_Work to complete_
Reproduce each line exactly. Skip none.

_Raw data_
* * * * * * * * *

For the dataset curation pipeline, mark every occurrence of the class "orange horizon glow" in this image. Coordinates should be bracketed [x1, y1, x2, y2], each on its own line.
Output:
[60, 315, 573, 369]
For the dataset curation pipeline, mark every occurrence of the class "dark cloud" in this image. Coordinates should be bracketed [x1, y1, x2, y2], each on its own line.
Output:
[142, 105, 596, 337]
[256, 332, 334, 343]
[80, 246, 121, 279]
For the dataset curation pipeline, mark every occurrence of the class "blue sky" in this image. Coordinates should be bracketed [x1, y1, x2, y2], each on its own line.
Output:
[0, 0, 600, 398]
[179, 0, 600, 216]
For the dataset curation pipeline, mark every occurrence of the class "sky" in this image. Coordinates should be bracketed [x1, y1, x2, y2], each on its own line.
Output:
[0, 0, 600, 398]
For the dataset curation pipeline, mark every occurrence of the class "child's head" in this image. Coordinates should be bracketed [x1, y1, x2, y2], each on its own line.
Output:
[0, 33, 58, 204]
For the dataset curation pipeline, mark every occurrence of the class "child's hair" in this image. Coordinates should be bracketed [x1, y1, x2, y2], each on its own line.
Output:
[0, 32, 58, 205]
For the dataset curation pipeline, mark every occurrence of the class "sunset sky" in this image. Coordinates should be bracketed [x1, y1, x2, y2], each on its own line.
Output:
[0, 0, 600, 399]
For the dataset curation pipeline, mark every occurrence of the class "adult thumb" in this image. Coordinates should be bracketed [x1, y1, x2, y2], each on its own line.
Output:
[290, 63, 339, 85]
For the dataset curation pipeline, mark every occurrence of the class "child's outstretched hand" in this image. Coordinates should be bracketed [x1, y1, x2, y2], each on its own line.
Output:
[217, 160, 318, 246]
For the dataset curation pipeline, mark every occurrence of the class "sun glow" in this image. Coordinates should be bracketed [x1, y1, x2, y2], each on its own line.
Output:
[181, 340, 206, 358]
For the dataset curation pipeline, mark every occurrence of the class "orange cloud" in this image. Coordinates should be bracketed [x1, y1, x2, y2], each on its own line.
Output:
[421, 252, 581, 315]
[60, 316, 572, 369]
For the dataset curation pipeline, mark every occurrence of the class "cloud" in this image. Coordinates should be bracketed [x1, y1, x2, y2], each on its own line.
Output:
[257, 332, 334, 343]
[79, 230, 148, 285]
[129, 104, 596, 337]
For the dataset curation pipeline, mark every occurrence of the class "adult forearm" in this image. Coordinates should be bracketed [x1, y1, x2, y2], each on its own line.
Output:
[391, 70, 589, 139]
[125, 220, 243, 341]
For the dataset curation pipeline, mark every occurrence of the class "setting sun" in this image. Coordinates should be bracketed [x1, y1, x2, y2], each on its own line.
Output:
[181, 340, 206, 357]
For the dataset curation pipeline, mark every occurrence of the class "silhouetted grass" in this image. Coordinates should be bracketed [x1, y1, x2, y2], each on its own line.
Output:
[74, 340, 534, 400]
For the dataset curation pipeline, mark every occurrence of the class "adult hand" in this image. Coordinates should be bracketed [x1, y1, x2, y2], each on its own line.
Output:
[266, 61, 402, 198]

* * * * * * * * *

_Exercise solution_
For the dataset curation pipeline, mark every occurrence of the class "orange horizon glow" in this image. Coordinates should be bracketed [x1, y1, x2, y2], each on its own line.
Output:
[60, 315, 573, 369]
For the dataset curation pipeline, mark every occurrence of the class "dark cloud" in this image. Coordinates should be bracketed [x1, y1, x2, y2], each on its own line.
Output:
[142, 105, 596, 337]
[256, 332, 334, 343]
[80, 246, 121, 279]
For the dataset curation pipeline, mark every occurrence of the class "blue sky" in this image. Coordinates should be bracketed [x1, y1, x2, y2], each on its own line.
Output:
[0, 0, 600, 398]
[179, 0, 600, 216]
For the dataset curation pipeline, mark every occurrence of the class "sky" in this image. Coordinates should be bracketed [x1, y1, x2, y2], each on its own line.
Output:
[0, 0, 600, 398]
For the dataset curation pipeline, mark every occurrence of the class "child's head" in this image. Coordinates should be bracketed [x1, y1, x2, y2], each on its own line.
Output:
[0, 33, 58, 204]
For the dataset curation pipeline, mark every occurrence of the class "child's hair" in this image. Coordinates should be bracketed [x1, y1, x2, y2], each on its own line.
Output:
[0, 32, 58, 205]
For the dataset curation pipeline, mark every occurrence of the class "sunset sky" in this image. Coordinates should be bracketed [x1, y1, x2, y2], each on its own line.
Output:
[0, 0, 600, 399]
For the dataset curation pipeline, mark every occurrence of the class "adult thumb" in this image. Coordinates should be bracketed [x1, y1, x2, y2], each on its own line.
Output:
[290, 63, 339, 85]
For the dataset curation pipeline, mark every occurrence of the class "child's outstretched hand" in this image. Coordinates should be bracketed [x1, y1, x2, y2], each on its own line.
Output:
[217, 160, 318, 246]
For the dataset curation pipeline, mark every occurrence of the class "sun glow" in this image. Coordinates should be bracketed [x1, y1, x2, y2], each on its own line.
Output:
[181, 340, 206, 358]
For the dataset curation pipeline, mark every occurrence of the class "orange cloud" in this image. Coordinates should be bracketed [x1, y1, x2, y2], each on its own line.
Output:
[421, 252, 581, 315]
[60, 316, 572, 369]
For the dataset curation pipeline, mark every occurrence of the class "cloud" in this image. Coordinates should be bracketed [x1, y1, x2, y2], each on its own line.
Output:
[257, 332, 334, 343]
[79, 230, 148, 285]
[129, 104, 596, 337]
For the dataset curation pipeline, mark every occurrence of the class "adult forearm" in this image. Coordinates should be bracketed [x1, y1, x2, y2], each on its own line.
Output:
[391, 70, 589, 139]
[125, 220, 243, 341]
For the dataset curation pipeline, mark every occurrence of the class "setting sun" in this image. Coordinates should be bracketed [x1, y1, x2, y2], each on its own line.
Output:
[181, 340, 206, 357]
For the dataset curation pipeline, mark every occurrence of the class "silhouetted grass" in this image. Coordinates should be bracketed [x1, y1, x2, y2], each on its own line.
Output:
[74, 340, 534, 400]
For the dataset curation pipeline, mark every occurrence of the class "adult hand" in this image. Coordinates should be bracketed [x1, y1, x2, y2], each on its own line.
Output:
[266, 61, 402, 198]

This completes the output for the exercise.